### Aim
Retype the lines below word for word, leaving out the pictures.

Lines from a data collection
#####
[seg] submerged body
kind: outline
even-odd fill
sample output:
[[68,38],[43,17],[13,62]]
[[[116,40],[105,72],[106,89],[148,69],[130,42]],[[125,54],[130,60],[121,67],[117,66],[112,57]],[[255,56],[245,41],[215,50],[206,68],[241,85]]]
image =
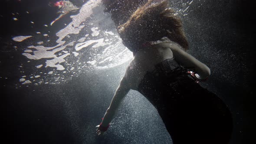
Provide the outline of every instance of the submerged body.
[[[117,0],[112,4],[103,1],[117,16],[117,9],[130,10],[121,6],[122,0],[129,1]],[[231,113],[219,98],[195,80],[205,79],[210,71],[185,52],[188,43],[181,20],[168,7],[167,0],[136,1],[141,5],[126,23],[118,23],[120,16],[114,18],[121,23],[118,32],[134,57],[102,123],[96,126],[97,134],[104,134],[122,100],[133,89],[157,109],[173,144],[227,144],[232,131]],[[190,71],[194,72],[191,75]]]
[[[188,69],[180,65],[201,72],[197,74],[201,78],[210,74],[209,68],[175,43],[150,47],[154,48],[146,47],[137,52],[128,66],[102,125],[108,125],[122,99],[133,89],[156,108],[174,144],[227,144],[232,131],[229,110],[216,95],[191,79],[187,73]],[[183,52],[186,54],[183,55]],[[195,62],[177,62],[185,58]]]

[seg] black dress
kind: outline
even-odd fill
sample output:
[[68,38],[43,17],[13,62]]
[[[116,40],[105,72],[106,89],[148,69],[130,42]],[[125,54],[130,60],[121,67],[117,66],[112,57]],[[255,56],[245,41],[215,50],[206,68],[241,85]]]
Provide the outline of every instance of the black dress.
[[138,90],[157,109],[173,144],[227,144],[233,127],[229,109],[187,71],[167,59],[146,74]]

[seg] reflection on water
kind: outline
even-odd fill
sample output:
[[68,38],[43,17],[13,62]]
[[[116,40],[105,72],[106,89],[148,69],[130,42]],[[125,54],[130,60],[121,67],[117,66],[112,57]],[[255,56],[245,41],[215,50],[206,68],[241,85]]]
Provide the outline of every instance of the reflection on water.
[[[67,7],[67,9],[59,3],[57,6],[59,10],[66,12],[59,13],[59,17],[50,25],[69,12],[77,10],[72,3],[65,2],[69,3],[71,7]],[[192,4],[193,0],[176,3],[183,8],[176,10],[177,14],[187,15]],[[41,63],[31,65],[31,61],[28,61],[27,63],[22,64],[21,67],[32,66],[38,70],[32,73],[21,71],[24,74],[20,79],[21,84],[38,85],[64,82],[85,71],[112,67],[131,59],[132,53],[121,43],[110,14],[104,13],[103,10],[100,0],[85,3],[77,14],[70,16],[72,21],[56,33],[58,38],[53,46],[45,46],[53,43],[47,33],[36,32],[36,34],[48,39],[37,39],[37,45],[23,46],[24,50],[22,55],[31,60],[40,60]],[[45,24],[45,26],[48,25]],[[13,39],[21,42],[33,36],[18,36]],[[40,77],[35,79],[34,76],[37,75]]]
#####
### Solution
[seg] submerged body
kind: outline
even-odd fill
sample output:
[[68,38],[43,17],[13,62]]
[[[116,40],[105,72],[106,89],[148,69],[130,42]],[[125,54],[130,60],[121,67],[117,66],[112,57]],[[255,56],[245,41],[215,50],[206,68],[241,85]]]
image =
Provide the outline of every instance of the submerged body.
[[[117,0],[112,4],[103,1],[117,16],[117,9],[130,10],[121,6],[122,0],[129,1]],[[231,113],[219,98],[195,80],[205,79],[210,71],[185,52],[188,43],[181,20],[168,7],[167,0],[136,1],[141,5],[126,23],[118,23],[120,16],[114,18],[121,23],[118,32],[134,57],[102,123],[96,126],[97,134],[104,134],[122,100],[133,89],[157,109],[173,144],[227,144],[232,131]],[[190,71],[194,72],[191,75]]]
[[[188,69],[180,65],[201,72],[197,74],[201,78],[210,74],[209,68],[175,43],[150,47],[154,48],[146,47],[137,52],[128,66],[102,125],[108,125],[122,99],[133,89],[156,108],[174,144],[227,144],[232,131],[229,110],[216,95],[191,79],[187,73]],[[183,52],[186,54],[183,55]],[[195,62],[177,62],[185,58]]]

[seg] black dress
kind: outline
even-odd fill
sample output:
[[68,38],[43,17],[13,62]]
[[[116,40],[105,72],[106,89],[148,69],[130,42]],[[125,54],[130,60],[121,67],[117,66],[112,57]],[[255,56],[245,41],[215,50],[206,68],[241,85]]]
Provide the outline of every instance of the black dress.
[[138,90],[157,109],[173,144],[227,144],[233,127],[229,109],[187,71],[167,59],[146,74]]

[seg] reflection on water
kind: outline
even-odd fill
sample output:
[[68,38],[43,17],[13,62]]
[[[116,40],[105,72],[106,89],[148,69],[130,42]],[[125,54],[130,60],[121,67],[117,66],[112,57]],[[255,56],[245,41],[215,50],[206,68],[241,85]]]
Provide the outline of every instance of the reflection on water.
[[[67,7],[67,9],[59,3],[57,6],[59,10],[66,12],[59,13],[59,17],[50,25],[69,12],[77,10],[72,3],[65,2],[69,3],[71,7]],[[192,4],[193,0],[176,3],[183,8],[176,10],[177,14],[187,15]],[[41,63],[31,65],[31,61],[28,61],[27,63],[22,64],[21,67],[32,66],[38,70],[32,73],[21,71],[24,74],[20,79],[21,84],[38,85],[64,82],[85,71],[112,67],[131,59],[132,53],[121,43],[110,14],[104,13],[103,10],[100,0],[85,3],[77,14],[70,16],[72,21],[56,33],[58,38],[53,46],[45,46],[53,43],[47,33],[36,32],[36,34],[48,39],[37,39],[37,45],[23,46],[24,50],[22,55],[31,60],[40,60]],[[45,24],[45,26],[48,25]],[[13,39],[21,42],[33,36],[18,36]],[[40,77],[35,79],[34,76],[37,75]]]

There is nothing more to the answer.